(Records supplied)

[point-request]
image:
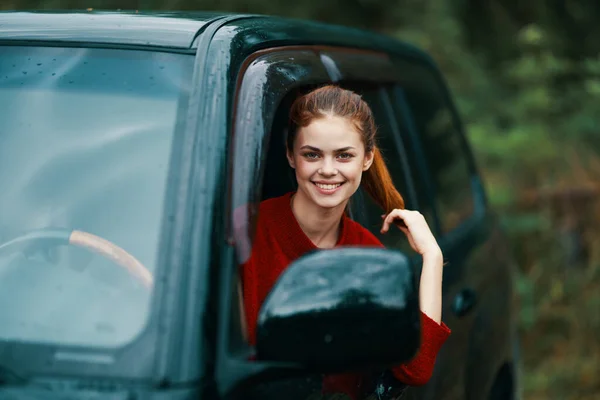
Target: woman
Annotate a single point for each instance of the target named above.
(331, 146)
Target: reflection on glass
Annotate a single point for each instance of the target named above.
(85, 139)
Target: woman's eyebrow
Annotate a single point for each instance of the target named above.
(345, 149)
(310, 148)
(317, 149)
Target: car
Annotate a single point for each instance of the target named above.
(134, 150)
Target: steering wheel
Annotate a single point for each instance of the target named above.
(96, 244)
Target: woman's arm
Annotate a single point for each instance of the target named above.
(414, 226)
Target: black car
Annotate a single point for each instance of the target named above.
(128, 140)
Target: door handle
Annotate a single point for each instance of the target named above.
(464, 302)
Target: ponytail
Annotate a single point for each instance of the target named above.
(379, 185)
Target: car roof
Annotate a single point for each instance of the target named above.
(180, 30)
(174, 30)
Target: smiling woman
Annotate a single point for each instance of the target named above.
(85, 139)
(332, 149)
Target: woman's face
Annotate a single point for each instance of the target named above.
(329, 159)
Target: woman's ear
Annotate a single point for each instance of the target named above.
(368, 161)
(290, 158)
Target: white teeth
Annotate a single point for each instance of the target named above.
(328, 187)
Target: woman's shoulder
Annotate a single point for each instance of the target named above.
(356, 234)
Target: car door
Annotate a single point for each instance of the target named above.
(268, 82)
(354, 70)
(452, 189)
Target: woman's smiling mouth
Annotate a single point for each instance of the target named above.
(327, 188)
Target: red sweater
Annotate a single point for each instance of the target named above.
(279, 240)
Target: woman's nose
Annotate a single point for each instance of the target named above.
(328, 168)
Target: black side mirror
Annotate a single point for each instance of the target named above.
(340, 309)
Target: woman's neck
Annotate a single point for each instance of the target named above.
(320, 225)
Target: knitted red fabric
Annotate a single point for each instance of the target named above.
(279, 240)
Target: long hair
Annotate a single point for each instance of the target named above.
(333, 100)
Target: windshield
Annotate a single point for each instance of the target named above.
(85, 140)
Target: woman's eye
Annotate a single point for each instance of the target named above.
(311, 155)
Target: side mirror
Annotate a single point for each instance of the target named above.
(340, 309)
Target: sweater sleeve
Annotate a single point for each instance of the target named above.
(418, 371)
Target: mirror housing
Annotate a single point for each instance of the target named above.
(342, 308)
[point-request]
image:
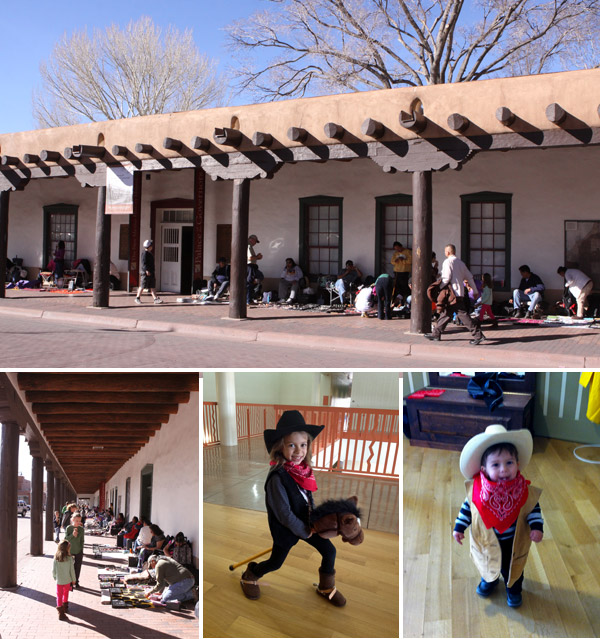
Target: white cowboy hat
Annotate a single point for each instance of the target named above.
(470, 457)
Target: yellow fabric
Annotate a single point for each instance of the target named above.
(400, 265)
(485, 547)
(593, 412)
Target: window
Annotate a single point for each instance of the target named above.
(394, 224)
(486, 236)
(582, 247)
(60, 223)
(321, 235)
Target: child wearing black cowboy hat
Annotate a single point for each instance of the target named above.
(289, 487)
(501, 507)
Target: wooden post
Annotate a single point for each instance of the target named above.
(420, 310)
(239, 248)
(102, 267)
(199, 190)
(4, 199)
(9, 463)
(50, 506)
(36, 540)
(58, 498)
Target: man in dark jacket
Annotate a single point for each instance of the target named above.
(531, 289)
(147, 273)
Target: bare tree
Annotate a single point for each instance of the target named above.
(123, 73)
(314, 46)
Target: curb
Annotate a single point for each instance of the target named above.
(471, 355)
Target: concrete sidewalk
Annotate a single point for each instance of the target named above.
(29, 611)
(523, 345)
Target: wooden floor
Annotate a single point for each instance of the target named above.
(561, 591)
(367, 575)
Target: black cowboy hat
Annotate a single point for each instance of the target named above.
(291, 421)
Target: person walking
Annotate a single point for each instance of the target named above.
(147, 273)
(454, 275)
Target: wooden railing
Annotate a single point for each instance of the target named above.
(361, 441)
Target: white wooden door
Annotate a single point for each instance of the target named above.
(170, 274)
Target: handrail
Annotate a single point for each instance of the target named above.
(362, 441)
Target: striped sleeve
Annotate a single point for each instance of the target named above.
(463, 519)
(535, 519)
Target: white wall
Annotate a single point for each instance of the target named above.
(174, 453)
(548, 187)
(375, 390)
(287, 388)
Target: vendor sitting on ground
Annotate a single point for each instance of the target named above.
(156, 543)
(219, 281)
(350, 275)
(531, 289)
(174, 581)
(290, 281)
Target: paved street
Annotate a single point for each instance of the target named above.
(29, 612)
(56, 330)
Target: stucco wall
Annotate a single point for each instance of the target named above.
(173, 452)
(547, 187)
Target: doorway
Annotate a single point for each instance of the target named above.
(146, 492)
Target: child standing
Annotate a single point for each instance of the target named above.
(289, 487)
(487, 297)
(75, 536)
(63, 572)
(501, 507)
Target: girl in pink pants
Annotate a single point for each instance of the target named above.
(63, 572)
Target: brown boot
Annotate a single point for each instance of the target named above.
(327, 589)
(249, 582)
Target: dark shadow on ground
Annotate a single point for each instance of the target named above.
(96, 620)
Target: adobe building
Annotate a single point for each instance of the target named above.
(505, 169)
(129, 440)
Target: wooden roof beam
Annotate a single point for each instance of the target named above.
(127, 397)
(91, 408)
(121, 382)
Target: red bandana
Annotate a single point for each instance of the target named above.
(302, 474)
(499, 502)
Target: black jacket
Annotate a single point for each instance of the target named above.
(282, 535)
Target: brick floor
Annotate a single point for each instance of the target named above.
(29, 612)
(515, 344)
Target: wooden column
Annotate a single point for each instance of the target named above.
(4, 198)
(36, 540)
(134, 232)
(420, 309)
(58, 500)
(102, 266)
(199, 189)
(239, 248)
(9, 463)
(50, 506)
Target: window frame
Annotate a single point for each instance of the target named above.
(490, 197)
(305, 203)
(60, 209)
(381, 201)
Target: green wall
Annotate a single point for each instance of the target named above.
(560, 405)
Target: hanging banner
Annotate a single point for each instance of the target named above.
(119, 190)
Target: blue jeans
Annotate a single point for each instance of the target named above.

(End Records supplied)

Assignment> An exact copy of the lines above, from the first through the line that holds "Target: steering wheel", is what is needed; leave the pictures out.

The completed task>
[point-request]
image:
Target: woman
Annotate a single point for each instance of the target named above.
(331, 146)
Target: reflection on glass
Annotate a single point for each instance of the target named above.
(85, 139)
Target: woman's eyebrow
Annotate a single point for each instance of the target named above.
(345, 149)
(310, 148)
(317, 149)
Target: car
Annotate a single point for each instance of the target named above.
(134, 150)
Target: steering wheel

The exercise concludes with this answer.